Repeat the entries below word for word, starting with the line that contains "In an <instance>" and continuing through the line that contains "negative clicks: (321, 198) (351, 201)".

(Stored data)
------------------------------------

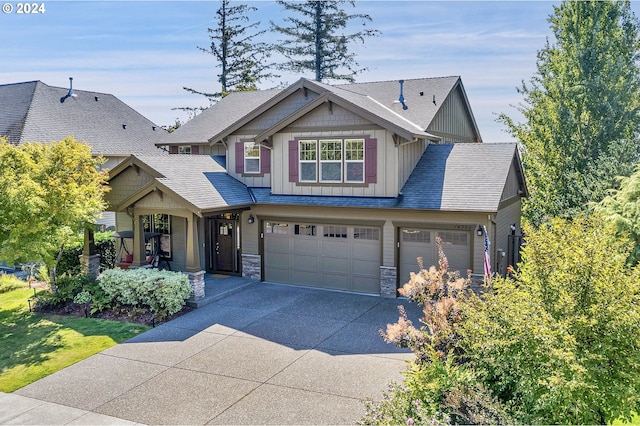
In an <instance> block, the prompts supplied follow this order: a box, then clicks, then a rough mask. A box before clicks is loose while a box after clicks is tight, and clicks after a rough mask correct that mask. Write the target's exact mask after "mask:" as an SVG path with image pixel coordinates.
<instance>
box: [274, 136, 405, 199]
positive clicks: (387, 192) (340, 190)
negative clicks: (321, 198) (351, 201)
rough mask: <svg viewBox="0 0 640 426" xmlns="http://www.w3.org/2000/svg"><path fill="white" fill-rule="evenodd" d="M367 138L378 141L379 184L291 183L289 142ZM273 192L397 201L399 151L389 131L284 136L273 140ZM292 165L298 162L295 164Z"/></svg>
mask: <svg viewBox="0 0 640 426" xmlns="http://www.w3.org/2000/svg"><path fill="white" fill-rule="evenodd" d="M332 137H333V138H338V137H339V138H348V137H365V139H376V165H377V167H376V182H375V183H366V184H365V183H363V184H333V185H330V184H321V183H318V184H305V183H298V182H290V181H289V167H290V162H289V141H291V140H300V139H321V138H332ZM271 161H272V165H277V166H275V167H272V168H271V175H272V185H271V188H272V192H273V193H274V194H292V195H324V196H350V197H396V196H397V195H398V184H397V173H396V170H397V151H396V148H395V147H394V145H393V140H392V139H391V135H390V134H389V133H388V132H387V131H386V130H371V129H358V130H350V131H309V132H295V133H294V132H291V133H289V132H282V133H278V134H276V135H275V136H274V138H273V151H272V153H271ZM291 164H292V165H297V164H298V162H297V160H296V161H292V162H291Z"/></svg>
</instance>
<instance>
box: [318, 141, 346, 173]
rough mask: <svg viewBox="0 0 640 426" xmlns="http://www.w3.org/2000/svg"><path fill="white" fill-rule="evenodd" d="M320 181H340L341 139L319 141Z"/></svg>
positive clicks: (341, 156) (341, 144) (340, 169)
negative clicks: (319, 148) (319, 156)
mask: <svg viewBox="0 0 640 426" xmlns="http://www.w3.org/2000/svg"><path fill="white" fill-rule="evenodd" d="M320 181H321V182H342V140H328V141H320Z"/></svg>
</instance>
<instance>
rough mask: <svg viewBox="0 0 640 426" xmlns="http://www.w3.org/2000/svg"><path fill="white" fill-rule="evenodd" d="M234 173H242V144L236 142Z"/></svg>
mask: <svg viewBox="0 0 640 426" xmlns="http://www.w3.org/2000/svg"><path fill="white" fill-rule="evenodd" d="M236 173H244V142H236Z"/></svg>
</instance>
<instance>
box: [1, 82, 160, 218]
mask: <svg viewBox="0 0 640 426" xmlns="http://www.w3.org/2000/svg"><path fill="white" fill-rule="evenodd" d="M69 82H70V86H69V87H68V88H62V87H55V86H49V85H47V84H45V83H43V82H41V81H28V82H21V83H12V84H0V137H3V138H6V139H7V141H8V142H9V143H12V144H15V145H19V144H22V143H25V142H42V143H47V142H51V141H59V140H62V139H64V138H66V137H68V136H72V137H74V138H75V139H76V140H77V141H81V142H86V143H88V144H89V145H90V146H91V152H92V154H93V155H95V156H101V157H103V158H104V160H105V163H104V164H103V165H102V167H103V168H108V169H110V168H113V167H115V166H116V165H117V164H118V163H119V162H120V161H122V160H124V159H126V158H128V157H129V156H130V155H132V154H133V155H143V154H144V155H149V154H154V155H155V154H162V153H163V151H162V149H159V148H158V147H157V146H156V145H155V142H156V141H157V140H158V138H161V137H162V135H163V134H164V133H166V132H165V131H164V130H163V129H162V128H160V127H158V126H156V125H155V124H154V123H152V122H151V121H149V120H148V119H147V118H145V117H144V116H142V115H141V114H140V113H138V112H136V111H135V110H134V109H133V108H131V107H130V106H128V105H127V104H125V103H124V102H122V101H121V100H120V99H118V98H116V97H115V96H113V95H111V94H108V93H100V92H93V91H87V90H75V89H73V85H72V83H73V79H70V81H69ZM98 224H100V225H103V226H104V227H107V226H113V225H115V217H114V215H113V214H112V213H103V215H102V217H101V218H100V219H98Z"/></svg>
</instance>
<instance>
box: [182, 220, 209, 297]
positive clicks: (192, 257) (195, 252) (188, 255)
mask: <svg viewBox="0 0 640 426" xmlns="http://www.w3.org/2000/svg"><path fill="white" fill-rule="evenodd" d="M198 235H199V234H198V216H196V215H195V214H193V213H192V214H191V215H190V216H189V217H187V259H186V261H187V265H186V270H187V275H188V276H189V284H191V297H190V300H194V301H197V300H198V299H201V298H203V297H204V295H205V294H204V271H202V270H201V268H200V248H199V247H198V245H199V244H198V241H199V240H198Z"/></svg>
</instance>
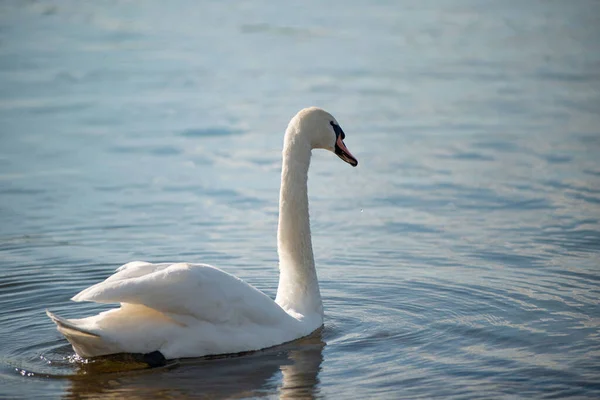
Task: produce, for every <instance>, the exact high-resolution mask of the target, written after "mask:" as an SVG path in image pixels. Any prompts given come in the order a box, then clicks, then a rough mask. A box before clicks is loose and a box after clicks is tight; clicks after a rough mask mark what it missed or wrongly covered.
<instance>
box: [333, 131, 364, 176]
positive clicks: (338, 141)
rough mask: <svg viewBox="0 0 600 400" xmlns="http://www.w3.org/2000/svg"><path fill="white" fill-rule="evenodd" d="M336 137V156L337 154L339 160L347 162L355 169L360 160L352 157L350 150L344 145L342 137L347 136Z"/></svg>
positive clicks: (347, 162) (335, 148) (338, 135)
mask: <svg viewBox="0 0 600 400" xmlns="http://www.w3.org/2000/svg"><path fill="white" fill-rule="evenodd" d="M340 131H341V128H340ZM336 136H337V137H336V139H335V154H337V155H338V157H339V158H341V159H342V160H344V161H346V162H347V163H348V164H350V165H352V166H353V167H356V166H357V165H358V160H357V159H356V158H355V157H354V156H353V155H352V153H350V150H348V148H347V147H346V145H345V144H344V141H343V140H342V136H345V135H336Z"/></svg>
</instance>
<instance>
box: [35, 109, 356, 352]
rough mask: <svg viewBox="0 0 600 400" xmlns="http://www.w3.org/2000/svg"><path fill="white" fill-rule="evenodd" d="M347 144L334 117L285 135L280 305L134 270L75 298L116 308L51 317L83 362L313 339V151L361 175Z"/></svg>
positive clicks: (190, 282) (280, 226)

------------------------------------

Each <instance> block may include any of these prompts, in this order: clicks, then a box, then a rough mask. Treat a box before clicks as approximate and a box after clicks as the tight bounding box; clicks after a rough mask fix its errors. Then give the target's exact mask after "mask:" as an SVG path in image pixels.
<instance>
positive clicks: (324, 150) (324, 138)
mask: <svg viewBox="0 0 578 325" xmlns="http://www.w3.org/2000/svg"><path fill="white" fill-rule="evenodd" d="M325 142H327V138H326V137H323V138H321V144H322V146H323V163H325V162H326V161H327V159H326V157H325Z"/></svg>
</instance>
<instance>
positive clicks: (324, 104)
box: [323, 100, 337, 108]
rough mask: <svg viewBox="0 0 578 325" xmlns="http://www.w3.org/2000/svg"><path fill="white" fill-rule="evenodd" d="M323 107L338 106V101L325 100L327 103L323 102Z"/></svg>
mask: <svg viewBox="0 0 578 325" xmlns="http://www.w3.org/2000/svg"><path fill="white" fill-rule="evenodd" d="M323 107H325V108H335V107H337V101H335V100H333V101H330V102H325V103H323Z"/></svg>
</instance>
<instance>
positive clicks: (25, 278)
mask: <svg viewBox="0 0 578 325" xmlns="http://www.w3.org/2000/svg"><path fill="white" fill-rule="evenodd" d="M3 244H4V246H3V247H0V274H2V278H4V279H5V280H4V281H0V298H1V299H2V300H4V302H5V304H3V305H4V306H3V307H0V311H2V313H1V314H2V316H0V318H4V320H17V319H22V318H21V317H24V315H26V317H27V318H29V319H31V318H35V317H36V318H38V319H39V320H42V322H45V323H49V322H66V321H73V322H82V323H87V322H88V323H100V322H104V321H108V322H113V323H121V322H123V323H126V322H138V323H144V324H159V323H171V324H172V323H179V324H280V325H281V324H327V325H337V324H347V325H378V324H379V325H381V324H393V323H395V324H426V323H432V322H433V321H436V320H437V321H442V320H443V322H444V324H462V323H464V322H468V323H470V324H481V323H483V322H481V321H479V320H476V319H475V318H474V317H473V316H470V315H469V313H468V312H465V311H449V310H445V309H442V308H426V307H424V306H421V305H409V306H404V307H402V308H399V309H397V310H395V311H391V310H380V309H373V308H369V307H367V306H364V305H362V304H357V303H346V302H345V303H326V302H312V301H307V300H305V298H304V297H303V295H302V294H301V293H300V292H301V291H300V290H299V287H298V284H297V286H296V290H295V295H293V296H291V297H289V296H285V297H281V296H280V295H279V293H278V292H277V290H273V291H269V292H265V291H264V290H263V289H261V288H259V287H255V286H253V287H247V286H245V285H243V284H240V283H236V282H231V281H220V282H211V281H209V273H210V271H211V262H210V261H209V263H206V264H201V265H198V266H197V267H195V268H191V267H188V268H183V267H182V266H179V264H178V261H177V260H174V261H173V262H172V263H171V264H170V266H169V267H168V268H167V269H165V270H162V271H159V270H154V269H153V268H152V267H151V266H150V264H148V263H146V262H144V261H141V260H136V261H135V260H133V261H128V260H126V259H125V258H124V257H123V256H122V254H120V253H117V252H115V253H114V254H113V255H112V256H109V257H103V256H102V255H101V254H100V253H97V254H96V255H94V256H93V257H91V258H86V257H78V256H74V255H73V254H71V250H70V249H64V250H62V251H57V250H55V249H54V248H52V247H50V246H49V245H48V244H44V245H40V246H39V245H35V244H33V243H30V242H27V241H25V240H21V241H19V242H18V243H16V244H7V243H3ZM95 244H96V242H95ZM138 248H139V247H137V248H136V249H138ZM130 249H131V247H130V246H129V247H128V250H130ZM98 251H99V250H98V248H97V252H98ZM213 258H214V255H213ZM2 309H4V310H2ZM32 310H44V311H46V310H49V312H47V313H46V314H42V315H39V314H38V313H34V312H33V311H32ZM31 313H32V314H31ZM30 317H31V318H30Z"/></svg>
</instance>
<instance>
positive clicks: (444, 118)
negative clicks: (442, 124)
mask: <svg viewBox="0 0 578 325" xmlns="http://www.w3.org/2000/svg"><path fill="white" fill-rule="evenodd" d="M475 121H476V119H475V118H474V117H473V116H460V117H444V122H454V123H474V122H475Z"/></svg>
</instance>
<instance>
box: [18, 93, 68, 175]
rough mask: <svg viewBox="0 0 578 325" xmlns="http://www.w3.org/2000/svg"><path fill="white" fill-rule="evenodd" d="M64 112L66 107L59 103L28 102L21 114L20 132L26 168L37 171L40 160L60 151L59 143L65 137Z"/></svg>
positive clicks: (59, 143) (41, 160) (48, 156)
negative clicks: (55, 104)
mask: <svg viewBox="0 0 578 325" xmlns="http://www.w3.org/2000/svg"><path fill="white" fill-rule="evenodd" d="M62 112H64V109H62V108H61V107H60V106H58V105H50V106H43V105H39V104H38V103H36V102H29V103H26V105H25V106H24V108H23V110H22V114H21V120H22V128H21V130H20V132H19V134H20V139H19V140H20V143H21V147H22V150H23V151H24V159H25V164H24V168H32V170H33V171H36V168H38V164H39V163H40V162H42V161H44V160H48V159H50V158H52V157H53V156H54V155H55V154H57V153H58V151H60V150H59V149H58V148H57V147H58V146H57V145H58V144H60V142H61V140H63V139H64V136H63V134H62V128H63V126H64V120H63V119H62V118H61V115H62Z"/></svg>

------------------------------------

▸ Answer for this exercise:
In an <instance> block, the prompts supplied follow this order: a box, then clicks, then a rough mask. A box before clicks is loose while a box after clicks is tight, and clicks after a rough mask correct that mask. Write the target's exact mask after "mask:" as an SVG path with image pixel coordinates.
<instance>
box: [274, 136, 405, 199]
positive clicks: (387, 192) (340, 190)
negative clicks: (321, 198) (351, 201)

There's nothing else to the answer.